Work to be completed >>
Please rewrite the data as a Markdown table with the columns "Row" and "Line", from the start of the data through the line containing "124 46 L 123", leaving out blank lines. Give a row number and one line per row, and omit the pictures from the answer.

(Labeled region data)
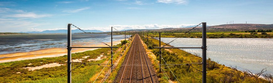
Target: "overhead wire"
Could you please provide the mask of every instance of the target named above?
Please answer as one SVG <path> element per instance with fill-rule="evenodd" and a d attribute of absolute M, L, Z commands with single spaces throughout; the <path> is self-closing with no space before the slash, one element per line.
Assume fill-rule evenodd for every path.
<path fill-rule="evenodd" d="M 150 45 L 150 46 L 151 46 L 151 45 Z M 154 50 L 155 51 L 155 50 L 154 50 L 154 49 L 153 49 L 153 50 Z M 159 65 L 159 63 L 158 63 L 158 62 L 156 62 L 156 63 L 158 64 L 158 66 L 160 66 L 160 65 Z M 163 73 L 163 75 L 164 75 L 164 76 L 165 76 L 165 77 L 167 77 L 167 78 L 168 78 L 168 79 L 170 80 L 171 80 L 171 79 L 170 79 L 170 77 L 169 77 L 169 76 L 168 76 L 168 75 L 167 75 L 167 74 L 166 73 L 166 72 L 165 71 L 165 70 L 164 70 L 163 69 L 162 69 L 162 70 L 163 71 L 163 72 L 164 72 Z"/>
<path fill-rule="evenodd" d="M 124 47 L 124 46 L 123 46 L 123 47 L 122 47 L 122 48 L 123 48 Z M 115 53 L 114 54 L 113 54 L 113 55 L 114 56 L 114 55 L 115 55 L 117 53 L 118 53 L 121 50 L 121 49 L 122 49 L 121 48 L 120 48 L 120 50 L 119 50 L 117 51 L 116 51 Z M 107 62 L 107 63 L 106 63 L 106 64 L 108 64 L 108 63 L 110 61 L 110 59 L 111 59 L 111 58 L 110 58 L 110 59 L 108 60 L 108 61 Z M 98 76 L 97 76 L 97 77 L 96 78 L 96 79 L 94 81 L 94 82 L 93 82 L 93 83 L 94 83 L 94 82 L 96 81 L 96 80 L 98 79 L 98 77 L 99 77 L 99 75 L 101 73 L 101 72 L 102 72 L 103 71 L 103 70 L 104 69 L 104 68 L 106 66 L 106 65 L 105 65 L 105 66 L 103 68 L 103 69 L 102 69 L 102 70 L 101 70 L 101 71 L 100 71 L 100 72 L 99 73 L 99 75 L 98 75 Z"/>
<path fill-rule="evenodd" d="M 201 24 L 202 23 L 201 23 L 199 24 L 198 24 L 198 25 L 196 25 L 196 26 L 195 26 L 195 27 L 194 27 L 193 28 L 192 28 L 192 29 L 190 29 L 190 30 L 189 30 L 189 31 L 187 31 L 187 32 L 185 32 L 185 33 L 184 33 L 184 34 L 182 34 L 182 35 L 180 35 L 180 36 L 179 36 L 179 37 L 178 37 L 176 38 L 175 38 L 175 39 L 174 39 L 174 40 L 173 40 L 172 41 L 171 41 L 171 42 L 169 42 L 169 43 L 167 43 L 167 44 L 166 44 L 166 45 L 163 45 L 163 46 L 162 46 L 162 47 L 164 47 L 164 46 L 165 46 L 167 45 L 168 45 L 168 44 L 170 44 L 170 43 L 171 43 L 171 42 L 172 42 L 174 41 L 174 40 L 175 40 L 175 39 L 177 39 L 178 38 L 180 38 L 180 37 L 182 36 L 183 36 L 183 35 L 184 35 L 184 34 L 186 34 L 186 33 L 187 33 L 189 32 L 190 32 L 190 31 L 191 30 L 192 30 L 193 29 L 194 29 L 194 28 L 195 28 L 195 27 L 196 27 L 200 25 L 201 25 Z"/>
<path fill-rule="evenodd" d="M 150 46 L 151 46 L 150 45 L 149 45 Z M 164 60 L 164 58 L 163 58 L 163 57 L 162 57 L 162 56 L 161 54 L 159 54 L 159 53 L 158 53 L 156 51 L 155 51 L 155 50 L 153 48 L 152 48 L 153 49 L 153 50 L 155 51 L 156 52 L 156 53 L 157 53 L 159 55 L 159 56 L 161 56 L 161 57 L 159 58 L 159 59 L 161 59 L 161 58 L 162 58 L 162 59 L 163 60 L 163 61 L 164 61 L 164 62 L 165 62 L 165 64 L 166 64 L 166 65 L 167 66 L 167 67 L 168 67 L 169 68 L 169 69 L 170 70 L 170 71 L 171 71 L 171 72 L 173 74 L 173 75 L 174 75 L 174 78 L 175 78 L 175 79 L 176 80 L 176 81 L 177 81 L 177 82 L 178 82 L 179 83 L 180 83 L 180 82 L 179 82 L 179 81 L 178 81 L 178 80 L 177 79 L 177 78 L 176 78 L 176 77 L 174 75 L 174 73 L 173 73 L 173 71 L 172 71 L 172 70 L 171 70 L 171 69 L 170 68 L 170 67 L 169 67 L 169 66 L 168 66 L 168 65 L 167 64 L 167 63 L 166 63 L 166 62 L 165 62 L 165 60 Z"/>
<path fill-rule="evenodd" d="M 93 36 L 92 36 L 92 35 L 90 35 L 90 34 L 88 34 L 88 33 L 86 33 L 86 32 L 85 32 L 85 31 L 83 31 L 83 30 L 82 30 L 82 29 L 80 29 L 80 28 L 79 28 L 78 27 L 77 27 L 76 26 L 75 26 L 75 25 L 73 25 L 72 24 L 71 24 L 71 25 L 73 25 L 74 27 L 76 27 L 76 28 L 78 28 L 78 29 L 80 30 L 81 30 L 82 31 L 83 31 L 83 32 L 84 32 L 85 33 L 86 33 L 86 34 L 88 34 L 88 35 L 90 35 L 90 36 L 91 36 L 92 37 L 93 37 L 93 38 L 94 38 L 95 39 L 96 39 L 97 40 L 99 40 L 99 42 L 101 42 L 101 43 L 102 43 L 104 44 L 105 44 L 105 45 L 107 45 L 109 46 L 109 47 L 111 47 L 111 46 L 110 46 L 110 45 L 108 45 L 108 44 L 106 44 L 106 43 L 105 43 L 104 42 L 103 42 L 102 41 L 100 40 L 99 39 L 97 39 L 97 38 L 96 38 L 95 37 Z"/>
<path fill-rule="evenodd" d="M 122 49 L 122 48 L 123 48 L 123 47 L 124 47 L 124 46 L 122 48 L 120 48 L 120 49 Z M 122 54 L 121 54 L 121 55 L 123 55 L 123 54 L 124 54 L 124 53 L 126 51 L 126 50 L 127 50 L 127 49 L 128 48 L 128 47 L 129 47 L 129 45 L 128 45 L 128 46 L 127 46 L 127 48 L 126 48 L 126 49 L 125 49 L 124 50 L 124 52 L 123 52 L 123 53 L 122 53 Z M 120 58 L 121 58 L 121 57 L 120 57 L 119 58 L 118 58 L 118 59 L 120 59 Z M 117 63 L 117 62 L 115 62 L 115 63 L 114 63 L 114 64 L 116 64 L 116 63 Z M 113 68 L 115 67 L 115 66 L 116 66 L 116 65 L 114 65 L 114 66 L 113 67 Z M 102 80 L 102 81 L 101 81 L 101 82 L 100 82 L 100 83 L 103 83 L 103 82 L 104 82 L 104 81 L 105 81 L 105 80 L 106 80 L 107 78 L 108 78 L 108 77 L 109 76 L 109 73 L 110 73 L 110 71 L 111 71 L 111 70 L 110 70 L 110 69 L 109 69 L 109 70 L 108 70 L 108 71 L 107 72 L 107 73 L 105 74 L 105 76 L 106 76 L 105 77 L 105 76 L 104 76 L 104 78 L 103 79 L 103 80 Z M 107 74 L 108 74 L 108 75 L 107 75 Z M 107 75 L 107 76 L 106 76 L 106 75 Z"/>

Expected answer >>
| Row | Line |
|---|---|
| 1 | Target: "overhead wire" |
| 2 | Could you please provide the mask of every instance of the target named above? |
| 3 | Please answer as one SVG <path> element per instance with fill-rule="evenodd" and a d attribute of absolute M, L, Z commands with single spaces throughout; the <path> is self-closing with no space before the slash, one element per line. |
| 4 | Assume fill-rule evenodd for every path. |
| 5 | <path fill-rule="evenodd" d="M 150 45 L 150 46 L 151 46 L 151 45 Z M 154 50 L 155 51 L 155 50 L 154 50 L 154 49 L 153 49 L 153 50 Z M 159 65 L 159 63 L 158 63 L 158 62 L 156 62 L 156 63 L 158 64 L 158 66 L 160 66 L 160 65 Z M 163 73 L 163 75 L 164 75 L 164 76 L 165 76 L 165 77 L 167 77 L 167 78 L 168 78 L 168 79 L 170 80 L 171 80 L 171 79 L 170 79 L 170 77 L 169 77 L 169 76 L 168 76 L 168 75 L 167 75 L 167 74 L 166 73 L 166 72 L 165 71 L 165 70 L 164 70 L 163 69 L 162 69 L 162 70 L 163 71 L 163 72 L 164 72 Z"/> |
| 6 | <path fill-rule="evenodd" d="M 124 47 L 124 46 L 123 46 L 123 47 L 122 47 L 122 48 L 123 48 Z M 115 53 L 114 54 L 113 54 L 113 55 L 114 56 L 114 55 L 115 55 L 117 53 L 118 53 L 121 50 L 121 49 L 122 49 L 121 48 L 120 48 L 120 50 L 119 50 L 117 51 L 116 51 Z M 107 62 L 107 63 L 106 63 L 106 64 L 108 64 L 108 63 L 110 61 L 110 59 L 111 59 L 111 58 L 110 58 L 110 59 L 108 60 L 108 61 Z M 98 76 L 97 76 L 97 77 L 96 78 L 96 79 L 94 81 L 94 82 L 93 82 L 93 83 L 94 83 L 94 82 L 96 81 L 96 80 L 98 79 L 98 77 L 99 77 L 99 75 L 101 73 L 101 72 L 102 72 L 103 71 L 103 70 L 104 69 L 104 68 L 106 66 L 106 65 L 105 65 L 105 66 L 103 68 L 103 69 L 102 69 L 102 70 L 101 70 L 101 71 L 100 71 L 100 72 L 99 73 L 99 75 L 98 75 Z"/> |